**Objetivos:**
1 > Retorne do texto sobre a Belém de São João del-Rei o trecho exato de "Na Belém são-joanense, pacificamente, em" a "a tudo espana.".
2 > Responda com base no texto sobre a Belém de São João del-Rei:
(a) Desde que ano Jesus também nasce lá?
(b) À sombra de qual serra ela se ergue?
(c) O que a cozinheira soca antes de preparar a muqueca?

**Texto de origem:**
####################

A Belém da Judeia, que há 84 anos existe em São João del-Rei, na aguda ladeira que os mortos sobem rumo à "sua derradeira morada", não fica em meio ao deserto. Ergue-se à sombra da Serra do Lenheiro, em paisagem absolutamente montanhosa, montanhesa, mineira, são-joanense. É lá que, desde 1929, Jesus, em seu mistério, também nasce.
Na Belém são-joanense, pacificamente, em meio a diminutas ruas e quintais, convivem galinhas, camelos, cavalos, vacas, elefantes, burros, galos, gatos e cachorros. Nela,o ferreiro forja o ferro que faz o serrote que os serradores usam para serrar a madeira que o marceneiro usa em seu trabalho. Nela, tal qual o milagre dos peixes, o pescador tira da água o alimento que o jacaré deseja, mas que vai para a panela da cozinheira, que antes soca temperos para uma boa muqueca, assistida pela negra, que a tudo espana.

####################

**Dados fornecidos:**
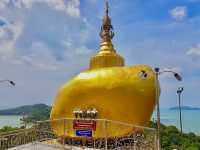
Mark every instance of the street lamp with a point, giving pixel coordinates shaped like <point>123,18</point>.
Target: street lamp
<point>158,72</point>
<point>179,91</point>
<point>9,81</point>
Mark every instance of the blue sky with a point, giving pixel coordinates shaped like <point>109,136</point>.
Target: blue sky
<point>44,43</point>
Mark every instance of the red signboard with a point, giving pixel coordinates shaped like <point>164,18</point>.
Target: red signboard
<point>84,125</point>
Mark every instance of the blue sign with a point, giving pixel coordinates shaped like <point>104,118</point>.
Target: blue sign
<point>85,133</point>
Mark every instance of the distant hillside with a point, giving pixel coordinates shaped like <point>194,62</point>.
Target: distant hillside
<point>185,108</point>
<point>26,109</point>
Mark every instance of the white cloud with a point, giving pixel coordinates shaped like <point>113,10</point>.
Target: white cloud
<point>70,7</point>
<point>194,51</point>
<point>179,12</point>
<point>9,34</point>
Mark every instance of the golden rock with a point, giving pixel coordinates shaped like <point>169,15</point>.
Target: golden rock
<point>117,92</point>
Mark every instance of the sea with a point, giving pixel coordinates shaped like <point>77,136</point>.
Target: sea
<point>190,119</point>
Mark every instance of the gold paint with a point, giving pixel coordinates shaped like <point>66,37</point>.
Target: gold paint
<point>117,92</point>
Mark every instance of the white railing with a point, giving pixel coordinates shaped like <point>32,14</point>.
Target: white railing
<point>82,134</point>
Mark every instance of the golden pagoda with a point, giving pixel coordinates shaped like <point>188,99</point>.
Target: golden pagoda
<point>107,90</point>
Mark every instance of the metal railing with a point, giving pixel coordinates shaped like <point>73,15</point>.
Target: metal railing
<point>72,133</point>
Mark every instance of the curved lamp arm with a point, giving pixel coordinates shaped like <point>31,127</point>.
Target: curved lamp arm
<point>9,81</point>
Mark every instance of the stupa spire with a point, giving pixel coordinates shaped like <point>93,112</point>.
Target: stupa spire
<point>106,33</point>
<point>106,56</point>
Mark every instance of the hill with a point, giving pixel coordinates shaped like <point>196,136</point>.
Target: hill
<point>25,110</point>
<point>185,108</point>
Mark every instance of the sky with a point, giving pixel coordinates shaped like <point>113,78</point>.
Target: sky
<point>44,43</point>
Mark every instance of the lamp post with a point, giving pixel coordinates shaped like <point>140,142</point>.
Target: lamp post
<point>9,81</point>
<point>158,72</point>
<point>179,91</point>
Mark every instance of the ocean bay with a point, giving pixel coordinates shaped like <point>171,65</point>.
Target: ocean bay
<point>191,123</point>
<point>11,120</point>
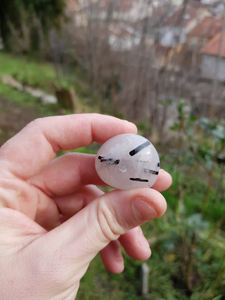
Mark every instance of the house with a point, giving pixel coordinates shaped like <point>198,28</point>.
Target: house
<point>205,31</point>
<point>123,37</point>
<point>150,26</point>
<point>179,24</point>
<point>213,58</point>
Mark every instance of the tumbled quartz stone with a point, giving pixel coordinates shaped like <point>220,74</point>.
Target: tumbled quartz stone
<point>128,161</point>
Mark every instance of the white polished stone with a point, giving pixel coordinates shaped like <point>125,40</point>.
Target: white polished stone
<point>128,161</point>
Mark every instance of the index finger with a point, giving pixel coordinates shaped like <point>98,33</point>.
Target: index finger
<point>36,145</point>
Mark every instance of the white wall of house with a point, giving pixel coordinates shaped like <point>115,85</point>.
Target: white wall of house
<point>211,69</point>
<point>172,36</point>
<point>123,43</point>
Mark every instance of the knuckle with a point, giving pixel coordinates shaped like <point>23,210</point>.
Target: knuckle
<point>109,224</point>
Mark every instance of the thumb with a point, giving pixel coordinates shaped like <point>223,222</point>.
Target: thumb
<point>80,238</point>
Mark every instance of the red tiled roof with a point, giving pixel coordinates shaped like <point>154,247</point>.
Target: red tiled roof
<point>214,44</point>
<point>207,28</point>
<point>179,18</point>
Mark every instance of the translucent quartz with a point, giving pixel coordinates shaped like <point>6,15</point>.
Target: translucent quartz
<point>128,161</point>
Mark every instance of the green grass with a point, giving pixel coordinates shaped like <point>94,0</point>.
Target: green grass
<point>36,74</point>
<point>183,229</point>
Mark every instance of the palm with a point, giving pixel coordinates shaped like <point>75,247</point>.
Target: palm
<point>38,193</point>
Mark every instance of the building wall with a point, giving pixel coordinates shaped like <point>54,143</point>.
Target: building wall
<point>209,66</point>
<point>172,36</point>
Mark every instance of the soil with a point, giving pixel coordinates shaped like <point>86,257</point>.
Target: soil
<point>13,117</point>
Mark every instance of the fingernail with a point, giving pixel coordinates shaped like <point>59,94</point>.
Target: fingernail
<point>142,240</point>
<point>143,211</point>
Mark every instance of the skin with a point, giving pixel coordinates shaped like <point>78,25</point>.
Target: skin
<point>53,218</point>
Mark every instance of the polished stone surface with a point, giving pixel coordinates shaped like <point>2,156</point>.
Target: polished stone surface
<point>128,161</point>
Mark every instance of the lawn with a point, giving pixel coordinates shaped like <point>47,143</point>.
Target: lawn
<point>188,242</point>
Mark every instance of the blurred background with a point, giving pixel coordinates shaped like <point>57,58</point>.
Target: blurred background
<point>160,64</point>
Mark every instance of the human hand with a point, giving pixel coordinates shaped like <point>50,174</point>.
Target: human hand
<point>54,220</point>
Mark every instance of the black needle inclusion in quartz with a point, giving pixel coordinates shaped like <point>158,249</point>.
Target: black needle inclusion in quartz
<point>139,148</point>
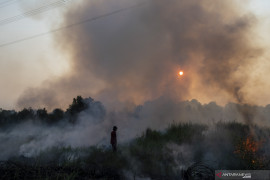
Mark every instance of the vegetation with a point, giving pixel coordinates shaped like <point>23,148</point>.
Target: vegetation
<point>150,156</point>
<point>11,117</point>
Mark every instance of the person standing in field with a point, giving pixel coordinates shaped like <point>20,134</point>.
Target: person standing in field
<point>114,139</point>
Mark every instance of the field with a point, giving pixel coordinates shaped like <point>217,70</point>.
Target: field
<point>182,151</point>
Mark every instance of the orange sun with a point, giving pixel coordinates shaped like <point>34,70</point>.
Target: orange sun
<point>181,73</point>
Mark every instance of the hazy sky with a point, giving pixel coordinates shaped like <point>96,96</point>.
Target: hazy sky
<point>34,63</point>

####################

**Respostas por tarefa:**
1 >
Na Belém são-joanense, pacificamente, em meio a diminutas ruas e quintais, convivem galinhas, camelos, cavalos, vacas, elefantes, burros, galos, gatos e cachorros. Nela,o ferreiro forja o ferro que faz o serrote que os serradores usam para serrar a madeira que o marceneiro usa em seu trabalho. Nela, tal qual o milagre dos peixes, o pescador tira da água o alimento que o jacaré deseja, mas que vai para a panela da cozinheira, que antes soca temperos para uma boa muqueca, assistida pela negra, que a tudo espana.

2 >
(a) Desde 1929.
(b) Da Serra do Lenheiro.
(c) Temperos.